## Requirement
Nothing but a verbatim copy of the data, minus the images, should be returned.

Photo-based referring expression data
==*==

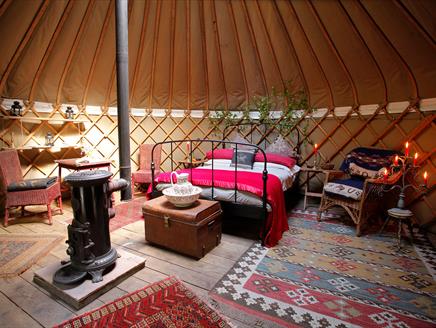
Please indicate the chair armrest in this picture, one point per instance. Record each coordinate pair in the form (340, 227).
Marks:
(333, 174)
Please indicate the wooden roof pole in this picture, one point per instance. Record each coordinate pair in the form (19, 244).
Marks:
(122, 50)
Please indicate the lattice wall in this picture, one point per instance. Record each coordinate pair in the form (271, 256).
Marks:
(336, 131)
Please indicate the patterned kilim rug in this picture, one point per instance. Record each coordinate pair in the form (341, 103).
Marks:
(126, 213)
(167, 303)
(322, 275)
(18, 252)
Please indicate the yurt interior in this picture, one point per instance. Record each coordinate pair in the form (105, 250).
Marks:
(217, 163)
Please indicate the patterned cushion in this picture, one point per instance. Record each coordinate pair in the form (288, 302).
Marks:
(30, 184)
(225, 153)
(276, 158)
(243, 158)
(280, 146)
(371, 159)
(349, 188)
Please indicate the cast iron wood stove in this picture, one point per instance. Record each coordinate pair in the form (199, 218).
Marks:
(89, 245)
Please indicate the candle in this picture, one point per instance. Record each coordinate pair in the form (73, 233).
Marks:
(385, 174)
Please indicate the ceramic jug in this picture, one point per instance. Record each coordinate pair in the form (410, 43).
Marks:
(183, 186)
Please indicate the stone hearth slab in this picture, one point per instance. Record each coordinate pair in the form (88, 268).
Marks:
(79, 295)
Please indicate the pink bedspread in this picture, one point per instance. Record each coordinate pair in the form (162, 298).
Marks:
(276, 222)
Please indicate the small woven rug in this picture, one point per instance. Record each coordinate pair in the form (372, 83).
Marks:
(322, 275)
(167, 303)
(18, 252)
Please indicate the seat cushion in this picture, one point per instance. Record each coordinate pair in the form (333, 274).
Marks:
(349, 188)
(143, 176)
(30, 184)
(367, 162)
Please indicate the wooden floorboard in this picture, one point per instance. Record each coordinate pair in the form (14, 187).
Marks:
(25, 304)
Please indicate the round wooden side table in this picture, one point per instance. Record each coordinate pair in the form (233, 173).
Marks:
(402, 216)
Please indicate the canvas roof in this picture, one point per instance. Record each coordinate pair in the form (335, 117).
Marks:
(220, 54)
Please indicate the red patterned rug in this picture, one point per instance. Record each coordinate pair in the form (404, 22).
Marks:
(126, 213)
(18, 252)
(322, 275)
(167, 303)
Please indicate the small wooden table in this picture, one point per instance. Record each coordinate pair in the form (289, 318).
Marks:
(78, 164)
(307, 192)
(402, 216)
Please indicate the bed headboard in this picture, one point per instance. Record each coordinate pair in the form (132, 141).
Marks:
(257, 133)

==*==

## Written answer
Please indicate the chair armrest in this picture, one point per instance. Record each coordinate pair in the form (340, 227).
Marks:
(333, 174)
Please indicate the wooden roof pole in this picture, one point per instance. Record each coordinate pair in the form (19, 244).
Marks:
(122, 50)
Please indicate the lattice wall in this picture, one point per instance. Record each coordinate pair in the form (271, 256).
Marks:
(336, 131)
Please indicate the patterned kilim rug in this picture, one point per instance. Record each coordinate pair in the form (341, 103).
Marks:
(126, 213)
(167, 303)
(322, 275)
(18, 252)
Please indicate the yurt interior in this picture, one point per instance. Record each coordinate pair in the form (105, 250).
Marks:
(217, 163)
Please indicate the patterned cushion in this picture, one point per instance. Record each coordinate pair in the form (288, 302).
Marks:
(30, 184)
(225, 153)
(276, 158)
(243, 158)
(280, 146)
(371, 159)
(349, 188)
Please indicate the cast iron wood stove in this picture, one point per instance. Record each coordinate pair in the form (199, 218).
Marks:
(89, 245)
Please indicate the candle in this picture, one point per instance. Record each coordinate pair in the form (73, 233).
Marks:
(385, 174)
Please indicate the ceramic jug in this picture, one point per instance. Record each coordinate pair in the form (410, 43).
Marks:
(183, 186)
Please indicate the stone hearth slab in this picture, one point per instance. Record each coordinate pair in the form (88, 268).
Marks:
(79, 295)
Please indicate the pink bedspread in this picture, one point per instance. Record each coordinate pair in the form (162, 298).
Marks:
(276, 222)
Please indicate the small woven rug in this picture, one point per instance. Record each coordinate pair in the form (372, 83).
Marks:
(322, 275)
(167, 303)
(18, 252)
Please indicate the seat cushion in this picture, one point per instance. Record each coordinate pair in the form (333, 274).
Marks:
(349, 188)
(143, 176)
(30, 184)
(367, 162)
Please indicate the wooden floorboard in this picture, one point per instance. Record each coordinate pair in the form (14, 187).
Marks:
(25, 304)
Please indicate the round wooden side table in this picture, one point per instance. Record each coordinate pair in the form (233, 173).
Marks:
(402, 216)
Please indicate the canvas roof in this picture, one point per instance. Record each coordinate pair in the form (335, 117).
Marks:
(220, 54)
Please indicate the red patterned rug in this picture, one point per instance. Record each coordinate pair in the form (404, 22).
Marks:
(126, 213)
(18, 252)
(322, 275)
(167, 303)
Please indicate the small wooden table in this picture, one point per instance. Record each coordinate pair in the form (289, 318).
Marks:
(78, 164)
(307, 192)
(402, 216)
Please indicate the bed headboard in this picture, one point per instance. Record each coordinate pair in the form (132, 141).
Marks:
(257, 133)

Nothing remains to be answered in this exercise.